THE EXERCISE =
Copy every line of the data below without changing anything, and leave the pictures out.

(Some records)
* begin *

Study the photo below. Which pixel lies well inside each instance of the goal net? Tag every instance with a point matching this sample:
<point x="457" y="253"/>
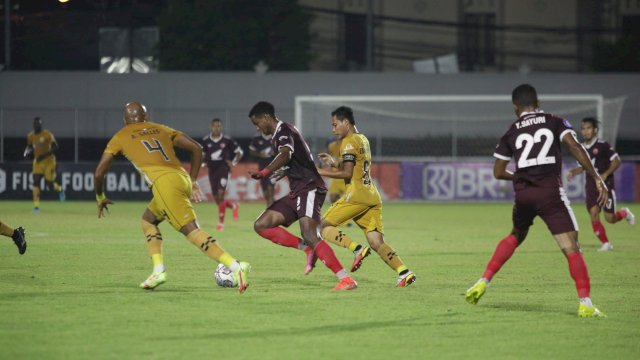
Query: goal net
<point x="442" y="126"/>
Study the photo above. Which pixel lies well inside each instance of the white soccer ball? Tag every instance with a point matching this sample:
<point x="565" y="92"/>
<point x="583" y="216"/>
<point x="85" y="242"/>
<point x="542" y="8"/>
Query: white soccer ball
<point x="224" y="276"/>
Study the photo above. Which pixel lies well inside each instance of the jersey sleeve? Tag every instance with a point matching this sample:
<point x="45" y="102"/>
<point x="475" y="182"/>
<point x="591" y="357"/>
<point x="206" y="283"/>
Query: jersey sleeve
<point x="564" y="127"/>
<point x="503" y="150"/>
<point x="284" y="139"/>
<point x="610" y="152"/>
<point x="113" y="147"/>
<point x="348" y="151"/>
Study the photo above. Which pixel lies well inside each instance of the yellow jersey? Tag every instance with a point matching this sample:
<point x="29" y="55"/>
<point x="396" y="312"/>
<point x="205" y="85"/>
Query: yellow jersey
<point x="41" y="142"/>
<point x="360" y="189"/>
<point x="149" y="147"/>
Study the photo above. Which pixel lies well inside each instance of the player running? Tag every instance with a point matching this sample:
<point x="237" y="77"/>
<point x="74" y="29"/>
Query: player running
<point x="361" y="201"/>
<point x="42" y="144"/>
<point x="260" y="147"/>
<point x="606" y="161"/>
<point x="534" y="142"/>
<point x="221" y="153"/>
<point x="304" y="201"/>
<point x="17" y="235"/>
<point x="151" y="149"/>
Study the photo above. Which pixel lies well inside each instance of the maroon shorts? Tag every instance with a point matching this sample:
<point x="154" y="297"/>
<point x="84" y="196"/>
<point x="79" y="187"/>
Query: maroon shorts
<point x="301" y="205"/>
<point x="218" y="178"/>
<point x="550" y="203"/>
<point x="265" y="183"/>
<point x="592" y="199"/>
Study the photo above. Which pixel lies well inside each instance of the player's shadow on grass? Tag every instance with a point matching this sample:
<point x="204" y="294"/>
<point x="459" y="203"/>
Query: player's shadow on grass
<point x="317" y="330"/>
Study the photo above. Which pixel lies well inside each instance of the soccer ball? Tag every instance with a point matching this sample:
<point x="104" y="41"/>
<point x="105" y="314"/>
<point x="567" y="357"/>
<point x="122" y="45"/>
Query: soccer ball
<point x="224" y="276"/>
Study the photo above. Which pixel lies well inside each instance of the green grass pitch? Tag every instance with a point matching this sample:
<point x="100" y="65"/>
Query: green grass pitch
<point x="75" y="293"/>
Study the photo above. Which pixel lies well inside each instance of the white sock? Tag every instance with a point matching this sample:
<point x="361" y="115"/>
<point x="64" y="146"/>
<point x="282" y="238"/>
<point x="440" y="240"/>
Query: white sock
<point x="235" y="266"/>
<point x="586" y="301"/>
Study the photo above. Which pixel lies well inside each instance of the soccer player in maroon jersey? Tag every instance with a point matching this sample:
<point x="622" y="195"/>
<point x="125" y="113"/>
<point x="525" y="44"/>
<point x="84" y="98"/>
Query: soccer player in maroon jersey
<point x="304" y="201"/>
<point x="221" y="153"/>
<point x="534" y="142"/>
<point x="260" y="147"/>
<point x="606" y="160"/>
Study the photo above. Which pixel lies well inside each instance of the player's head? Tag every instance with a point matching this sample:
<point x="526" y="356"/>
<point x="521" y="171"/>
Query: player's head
<point x="589" y="128"/>
<point x="216" y="127"/>
<point x="263" y="116"/>
<point x="524" y="98"/>
<point x="135" y="112"/>
<point x="37" y="124"/>
<point x="342" y="121"/>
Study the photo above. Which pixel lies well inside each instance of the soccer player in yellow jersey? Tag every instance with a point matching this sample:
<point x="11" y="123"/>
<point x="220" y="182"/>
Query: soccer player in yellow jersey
<point x="151" y="149"/>
<point x="42" y="144"/>
<point x="361" y="201"/>
<point x="337" y="187"/>
<point x="17" y="235"/>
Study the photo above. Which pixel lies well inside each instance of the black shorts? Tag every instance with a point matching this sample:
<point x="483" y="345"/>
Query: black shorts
<point x="301" y="205"/>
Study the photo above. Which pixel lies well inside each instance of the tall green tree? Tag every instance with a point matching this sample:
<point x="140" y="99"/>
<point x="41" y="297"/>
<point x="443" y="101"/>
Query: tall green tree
<point x="234" y="35"/>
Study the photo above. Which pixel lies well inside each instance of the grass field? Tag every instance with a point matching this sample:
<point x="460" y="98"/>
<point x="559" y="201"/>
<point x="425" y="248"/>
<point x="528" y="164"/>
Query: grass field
<point x="75" y="293"/>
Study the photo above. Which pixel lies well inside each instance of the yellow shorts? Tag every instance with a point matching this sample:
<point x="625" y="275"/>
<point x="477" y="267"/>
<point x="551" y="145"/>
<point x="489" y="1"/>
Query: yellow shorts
<point x="337" y="187"/>
<point x="46" y="167"/>
<point x="171" y="200"/>
<point x="368" y="217"/>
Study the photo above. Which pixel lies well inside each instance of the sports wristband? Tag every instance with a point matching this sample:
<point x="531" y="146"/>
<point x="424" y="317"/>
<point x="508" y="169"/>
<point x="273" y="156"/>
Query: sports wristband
<point x="264" y="172"/>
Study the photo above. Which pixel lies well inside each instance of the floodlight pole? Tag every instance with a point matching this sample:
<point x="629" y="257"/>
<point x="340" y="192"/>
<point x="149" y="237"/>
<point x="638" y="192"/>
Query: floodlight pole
<point x="7" y="34"/>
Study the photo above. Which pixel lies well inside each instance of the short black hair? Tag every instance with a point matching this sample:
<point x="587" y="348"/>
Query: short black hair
<point x="593" y="121"/>
<point x="344" y="112"/>
<point x="263" y="108"/>
<point x="524" y="95"/>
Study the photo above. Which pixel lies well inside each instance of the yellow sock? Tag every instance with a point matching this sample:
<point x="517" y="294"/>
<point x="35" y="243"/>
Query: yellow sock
<point x="335" y="236"/>
<point x="6" y="230"/>
<point x="210" y="247"/>
<point x="36" y="196"/>
<point x="389" y="256"/>
<point x="154" y="245"/>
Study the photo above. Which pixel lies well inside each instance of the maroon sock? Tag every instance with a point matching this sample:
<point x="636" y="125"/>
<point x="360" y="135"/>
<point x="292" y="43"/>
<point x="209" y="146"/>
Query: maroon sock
<point x="221" y="210"/>
<point x="579" y="273"/>
<point x="327" y="256"/>
<point x="280" y="236"/>
<point x="599" y="230"/>
<point x="503" y="252"/>
<point x="621" y="214"/>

* end *

RESPONSE =
Study the photo below. Which pixel lies well inside each instance of the goal net? Tag every instance with a point matching this sample:
<point x="457" y="253"/>
Query: goal net
<point x="442" y="126"/>
Study the photo above. Which pixel lies well inside each instance of the white soccer ball? Tag every instance with a point matching this sample:
<point x="565" y="92"/>
<point x="583" y="216"/>
<point x="85" y="242"/>
<point x="542" y="8"/>
Query: white soccer ball
<point x="224" y="276"/>
Study the photo above. Which pixel lies well inside each instance of the jersey sleeve? Tag every instance with a point matching this sample:
<point x="45" y="102"/>
<point x="475" y="182"/>
<point x="591" y="357"/>
<point x="206" y="283"/>
Query: jersey sleeve
<point x="564" y="127"/>
<point x="503" y="150"/>
<point x="284" y="139"/>
<point x="610" y="152"/>
<point x="113" y="147"/>
<point x="348" y="151"/>
Study the photo above. Which pixel lies well inside each instance of the yellow jersey? Tag every instance with a point matching this sample:
<point x="29" y="55"/>
<point x="396" y="312"/>
<point x="205" y="85"/>
Query: yellow jersey
<point x="41" y="142"/>
<point x="360" y="189"/>
<point x="149" y="147"/>
Study the photo above. Which pixel lies well inside each instance of the player running? Tag every instance with a point matching this sample:
<point x="237" y="77"/>
<point x="74" y="29"/>
Query: player running
<point x="361" y="201"/>
<point x="42" y="144"/>
<point x="260" y="147"/>
<point x="606" y="161"/>
<point x="534" y="142"/>
<point x="221" y="153"/>
<point x="304" y="201"/>
<point x="17" y="235"/>
<point x="151" y="149"/>
Study the photo above. Which pixel lies well inside each instance of the maroon shorts? Tag every instance with a point matching this sample:
<point x="154" y="297"/>
<point x="84" y="196"/>
<point x="79" y="187"/>
Query: maroon shorts
<point x="301" y="205"/>
<point x="218" y="178"/>
<point x="550" y="203"/>
<point x="265" y="183"/>
<point x="592" y="199"/>
Study the photo above. Which pixel lies well inside each instance of the player's shadow on grass? Tag every instance with a point matching this sample:
<point x="204" y="294"/>
<point x="459" y="203"/>
Query: player's shadow on grass
<point x="317" y="330"/>
Study the photo above. Which pixel lies well inside each instance of the soccer ball? Tag every instance with a point matching this sample:
<point x="104" y="41"/>
<point x="105" y="314"/>
<point x="567" y="357"/>
<point x="122" y="45"/>
Query: soccer ball
<point x="224" y="276"/>
Study the photo above. Which pixel lies well inside each instance of the green grass pitch? Tag every instance with a point matching this sample:
<point x="100" y="65"/>
Query: green grass pitch
<point x="75" y="293"/>
Study the photo above. Which pixel lies well inside each instance of the white sock? Tag every instance with a point matching this sample:
<point x="361" y="115"/>
<point x="64" y="146"/>
<point x="282" y="238"/>
<point x="440" y="240"/>
Query: white sock
<point x="235" y="266"/>
<point x="586" y="301"/>
Study the photo above. Which pixel lies well inside each instance of the soccer player in maroon jersey? Tag every instance with a point matching this sample:
<point x="622" y="195"/>
<point x="125" y="113"/>
<point x="525" y="44"/>
<point x="84" y="98"/>
Query: soccer player in maroon jersey
<point x="304" y="201"/>
<point x="221" y="153"/>
<point x="534" y="142"/>
<point x="260" y="147"/>
<point x="606" y="160"/>
Study the photo above. Which pixel lies well inside each instance of the player's head? Tag every instance with a point matching this sample:
<point x="526" y="356"/>
<point x="521" y="171"/>
Query: player's head
<point x="589" y="128"/>
<point x="216" y="127"/>
<point x="263" y="116"/>
<point x="524" y="98"/>
<point x="135" y="112"/>
<point x="37" y="124"/>
<point x="342" y="121"/>
Study the photo above. Which pixel lies well inside each instance of the soccer player in yellow jersey? Tag every instance with a point matching this sample:
<point x="11" y="123"/>
<point x="220" y="182"/>
Query: soccer player in yellow jersey
<point x="151" y="149"/>
<point x="42" y="144"/>
<point x="361" y="201"/>
<point x="337" y="187"/>
<point x="17" y="235"/>
Study the photo above. Which pixel lies well inside each instance of the black shorts? Tag every instance with a point matching this sample:
<point x="483" y="345"/>
Query: black shorts
<point x="301" y="205"/>
Study the photo above. Which pixel lies well inside each instance of the tall green tree? Tag every instance with a point matching this sample:
<point x="140" y="99"/>
<point x="41" y="297"/>
<point x="443" y="101"/>
Query: tall green tree
<point x="234" y="35"/>
Study the photo above. Which pixel lies well inside each instance of the grass field? Tag every instance with a point matching this sample:
<point x="460" y="98"/>
<point x="559" y="201"/>
<point x="425" y="248"/>
<point x="528" y="164"/>
Query: grass field
<point x="75" y="293"/>
Study the photo above. Which pixel lies well inside each instance of the yellow shorts? Tag every instance with a point matching this sample:
<point x="625" y="275"/>
<point x="477" y="267"/>
<point x="551" y="145"/>
<point x="489" y="1"/>
Query: yellow shorts
<point x="337" y="187"/>
<point x="46" y="167"/>
<point x="171" y="200"/>
<point x="368" y="217"/>
Study the photo above. Which pixel lies well inside each instance of the sports wristband? Tag every instance with a point matching this sample:
<point x="531" y="146"/>
<point x="424" y="317"/>
<point x="508" y="169"/>
<point x="273" y="156"/>
Query: sports wristband
<point x="264" y="172"/>
Study the photo above. Which pixel lies well inside each instance of the floodlight pole? Tag every instance with a point matching this sample:
<point x="629" y="257"/>
<point x="340" y="192"/>
<point x="149" y="237"/>
<point x="638" y="192"/>
Query: floodlight pole
<point x="7" y="34"/>
Study the photo above. Which pixel lies well inside each instance of the short black hair? Tag every instance with a point matching this sample:
<point x="587" y="348"/>
Query: short black hair
<point x="593" y="121"/>
<point x="344" y="112"/>
<point x="263" y="108"/>
<point x="524" y="95"/>
Study the photo above. Which pixel lies well inside each instance of the yellow sock? Tag every instance with a point matching this sample:
<point x="517" y="294"/>
<point x="35" y="243"/>
Query: yellow sock
<point x="335" y="236"/>
<point x="6" y="230"/>
<point x="210" y="247"/>
<point x="36" y="196"/>
<point x="389" y="256"/>
<point x="154" y="245"/>
Study the photo above. Which pixel lies well inside each instance of the maroon sock? Tag every instance with a point matching this sample:
<point x="636" y="125"/>
<point x="360" y="135"/>
<point x="292" y="43"/>
<point x="209" y="146"/>
Query: maroon sock
<point x="221" y="210"/>
<point x="579" y="273"/>
<point x="327" y="256"/>
<point x="280" y="236"/>
<point x="599" y="230"/>
<point x="503" y="252"/>
<point x="621" y="214"/>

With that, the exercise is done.